■ **Exercise description**: Starting at the line that contains "the man, locate", return every line through the end of the entries below, exactly and with nothing else.

■ **Supplied records**:
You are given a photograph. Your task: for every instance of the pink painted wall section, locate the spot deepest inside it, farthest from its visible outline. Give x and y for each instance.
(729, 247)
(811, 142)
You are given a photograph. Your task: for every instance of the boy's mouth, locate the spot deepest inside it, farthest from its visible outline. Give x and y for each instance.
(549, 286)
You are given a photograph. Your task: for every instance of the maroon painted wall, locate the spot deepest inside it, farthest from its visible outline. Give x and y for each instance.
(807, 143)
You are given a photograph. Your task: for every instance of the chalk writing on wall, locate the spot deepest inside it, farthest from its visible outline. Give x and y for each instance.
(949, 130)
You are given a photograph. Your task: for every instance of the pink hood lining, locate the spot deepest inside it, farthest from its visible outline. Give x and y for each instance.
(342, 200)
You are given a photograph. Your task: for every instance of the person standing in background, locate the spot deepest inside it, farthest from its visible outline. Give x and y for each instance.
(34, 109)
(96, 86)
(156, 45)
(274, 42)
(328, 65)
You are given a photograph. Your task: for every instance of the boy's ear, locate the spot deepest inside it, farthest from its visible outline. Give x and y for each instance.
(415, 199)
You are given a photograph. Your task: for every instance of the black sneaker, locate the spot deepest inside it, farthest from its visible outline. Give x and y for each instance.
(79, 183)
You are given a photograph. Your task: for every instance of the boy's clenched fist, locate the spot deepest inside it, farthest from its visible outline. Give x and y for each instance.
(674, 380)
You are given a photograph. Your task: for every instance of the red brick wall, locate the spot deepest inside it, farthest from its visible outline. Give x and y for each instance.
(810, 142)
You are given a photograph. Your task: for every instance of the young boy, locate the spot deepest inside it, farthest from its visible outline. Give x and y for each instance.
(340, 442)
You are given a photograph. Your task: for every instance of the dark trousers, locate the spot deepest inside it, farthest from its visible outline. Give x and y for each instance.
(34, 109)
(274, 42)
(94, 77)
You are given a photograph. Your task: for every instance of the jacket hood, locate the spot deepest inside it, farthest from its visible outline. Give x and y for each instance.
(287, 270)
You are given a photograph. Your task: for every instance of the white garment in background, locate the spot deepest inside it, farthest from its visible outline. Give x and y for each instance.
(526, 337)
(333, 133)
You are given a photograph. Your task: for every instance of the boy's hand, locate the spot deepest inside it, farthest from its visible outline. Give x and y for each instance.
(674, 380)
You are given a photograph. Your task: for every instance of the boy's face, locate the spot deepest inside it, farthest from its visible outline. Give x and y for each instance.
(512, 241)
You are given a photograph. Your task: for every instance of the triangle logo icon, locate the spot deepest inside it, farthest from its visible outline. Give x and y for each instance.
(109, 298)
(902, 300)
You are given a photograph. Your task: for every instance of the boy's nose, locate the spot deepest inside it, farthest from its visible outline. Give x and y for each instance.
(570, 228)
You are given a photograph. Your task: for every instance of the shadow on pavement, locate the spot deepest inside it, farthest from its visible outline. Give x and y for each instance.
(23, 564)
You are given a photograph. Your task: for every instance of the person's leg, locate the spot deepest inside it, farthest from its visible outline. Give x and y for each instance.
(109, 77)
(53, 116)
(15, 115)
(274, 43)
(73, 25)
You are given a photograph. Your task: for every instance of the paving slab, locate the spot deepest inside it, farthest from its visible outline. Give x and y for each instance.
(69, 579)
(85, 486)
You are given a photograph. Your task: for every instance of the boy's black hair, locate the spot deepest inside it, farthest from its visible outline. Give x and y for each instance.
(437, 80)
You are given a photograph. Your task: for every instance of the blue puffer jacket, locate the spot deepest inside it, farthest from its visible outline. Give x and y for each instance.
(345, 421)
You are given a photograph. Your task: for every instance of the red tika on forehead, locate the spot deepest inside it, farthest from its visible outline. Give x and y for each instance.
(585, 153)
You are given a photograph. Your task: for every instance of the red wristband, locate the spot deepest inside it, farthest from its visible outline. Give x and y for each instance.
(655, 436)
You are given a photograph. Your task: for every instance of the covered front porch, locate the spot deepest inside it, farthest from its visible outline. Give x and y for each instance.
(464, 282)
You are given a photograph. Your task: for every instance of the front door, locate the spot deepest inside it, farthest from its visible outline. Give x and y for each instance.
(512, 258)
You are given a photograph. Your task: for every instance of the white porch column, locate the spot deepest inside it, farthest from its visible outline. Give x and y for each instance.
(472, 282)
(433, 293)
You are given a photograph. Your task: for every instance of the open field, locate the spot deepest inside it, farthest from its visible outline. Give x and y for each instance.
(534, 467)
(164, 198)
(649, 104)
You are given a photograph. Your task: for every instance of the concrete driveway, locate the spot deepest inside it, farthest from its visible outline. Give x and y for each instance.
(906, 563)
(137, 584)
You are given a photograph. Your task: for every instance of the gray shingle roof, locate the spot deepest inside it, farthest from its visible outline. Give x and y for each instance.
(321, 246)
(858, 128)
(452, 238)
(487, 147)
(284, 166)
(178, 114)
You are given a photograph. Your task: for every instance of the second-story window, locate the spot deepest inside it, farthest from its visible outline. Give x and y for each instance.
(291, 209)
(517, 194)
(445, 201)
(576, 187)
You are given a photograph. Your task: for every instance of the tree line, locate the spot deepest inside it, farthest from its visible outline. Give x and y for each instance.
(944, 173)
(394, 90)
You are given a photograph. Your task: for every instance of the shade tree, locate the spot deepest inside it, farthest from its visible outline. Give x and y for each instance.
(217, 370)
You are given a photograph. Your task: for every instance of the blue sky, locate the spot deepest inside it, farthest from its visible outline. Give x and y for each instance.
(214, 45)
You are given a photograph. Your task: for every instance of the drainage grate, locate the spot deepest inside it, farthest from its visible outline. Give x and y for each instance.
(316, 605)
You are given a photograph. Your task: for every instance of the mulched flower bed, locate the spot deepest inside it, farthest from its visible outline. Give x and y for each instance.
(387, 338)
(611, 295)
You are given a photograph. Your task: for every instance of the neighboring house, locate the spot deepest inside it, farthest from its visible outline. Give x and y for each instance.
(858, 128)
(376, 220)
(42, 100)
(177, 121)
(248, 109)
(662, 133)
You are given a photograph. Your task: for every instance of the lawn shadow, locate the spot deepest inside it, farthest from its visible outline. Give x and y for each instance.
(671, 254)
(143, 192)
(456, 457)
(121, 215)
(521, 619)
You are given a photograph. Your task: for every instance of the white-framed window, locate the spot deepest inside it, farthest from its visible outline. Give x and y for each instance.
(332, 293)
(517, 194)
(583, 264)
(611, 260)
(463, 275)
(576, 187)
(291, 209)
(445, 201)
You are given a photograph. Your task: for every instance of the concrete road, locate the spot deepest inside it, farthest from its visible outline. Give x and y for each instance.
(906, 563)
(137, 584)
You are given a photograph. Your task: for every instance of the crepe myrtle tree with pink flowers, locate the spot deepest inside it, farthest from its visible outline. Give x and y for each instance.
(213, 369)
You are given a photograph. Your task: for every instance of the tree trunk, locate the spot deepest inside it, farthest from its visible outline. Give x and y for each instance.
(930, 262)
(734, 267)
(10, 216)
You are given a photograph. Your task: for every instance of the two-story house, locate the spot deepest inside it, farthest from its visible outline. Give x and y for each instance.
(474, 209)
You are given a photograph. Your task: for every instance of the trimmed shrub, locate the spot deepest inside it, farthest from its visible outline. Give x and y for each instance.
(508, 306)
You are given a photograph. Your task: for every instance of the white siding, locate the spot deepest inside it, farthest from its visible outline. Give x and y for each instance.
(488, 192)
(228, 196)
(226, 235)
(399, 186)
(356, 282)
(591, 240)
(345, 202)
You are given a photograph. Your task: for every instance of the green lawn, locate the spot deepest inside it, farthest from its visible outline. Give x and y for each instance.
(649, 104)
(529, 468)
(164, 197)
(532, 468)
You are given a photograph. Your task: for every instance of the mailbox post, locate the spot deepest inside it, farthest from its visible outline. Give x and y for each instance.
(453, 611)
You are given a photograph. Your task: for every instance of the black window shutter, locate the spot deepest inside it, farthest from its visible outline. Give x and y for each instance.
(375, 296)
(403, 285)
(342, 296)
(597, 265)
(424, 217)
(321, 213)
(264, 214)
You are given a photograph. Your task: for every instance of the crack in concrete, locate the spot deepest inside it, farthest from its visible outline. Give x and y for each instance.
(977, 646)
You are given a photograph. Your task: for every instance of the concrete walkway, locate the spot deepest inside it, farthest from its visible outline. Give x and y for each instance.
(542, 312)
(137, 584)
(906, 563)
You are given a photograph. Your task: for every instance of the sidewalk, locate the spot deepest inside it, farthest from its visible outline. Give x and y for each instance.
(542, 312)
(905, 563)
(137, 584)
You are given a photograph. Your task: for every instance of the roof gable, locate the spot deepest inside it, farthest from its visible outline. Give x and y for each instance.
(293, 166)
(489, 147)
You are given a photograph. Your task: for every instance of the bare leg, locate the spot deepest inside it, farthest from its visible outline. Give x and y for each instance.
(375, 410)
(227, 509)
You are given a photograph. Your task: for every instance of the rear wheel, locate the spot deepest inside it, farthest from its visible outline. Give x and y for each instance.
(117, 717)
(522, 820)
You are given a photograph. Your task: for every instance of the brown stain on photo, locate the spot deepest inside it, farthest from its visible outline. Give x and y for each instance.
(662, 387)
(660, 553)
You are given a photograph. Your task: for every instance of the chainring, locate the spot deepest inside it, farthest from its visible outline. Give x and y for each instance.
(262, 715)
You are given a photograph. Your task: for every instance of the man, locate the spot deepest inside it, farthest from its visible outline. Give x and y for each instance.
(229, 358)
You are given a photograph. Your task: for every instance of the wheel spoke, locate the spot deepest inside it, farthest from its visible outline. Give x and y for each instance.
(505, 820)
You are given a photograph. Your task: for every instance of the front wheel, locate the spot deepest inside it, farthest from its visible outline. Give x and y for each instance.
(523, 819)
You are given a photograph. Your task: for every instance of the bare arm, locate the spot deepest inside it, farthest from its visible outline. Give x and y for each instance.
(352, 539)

■ **Expected answer**:
You are given a photograph. Your task: for every instance of the man, locate the spot deepest inside it, farthest from its visible outline. Give x and y for each instance.
(229, 358)
You are given a photograph. Your task: for every instance of the wheel spoke, locate the spot deepest inside it, farthest from its visible outline. Give x and y for each instance.
(505, 820)
You are given a photograph. Your task: for every instance of the front wheel, locate the spot deepest inside it, farthest from its visible outline. Give x and y for each instance.
(523, 819)
You are given a photograph. Your task: for every instance of the bare arm, locate the spot deepest inside it, farthest from its visible outline. Give x and y for each instance.
(352, 539)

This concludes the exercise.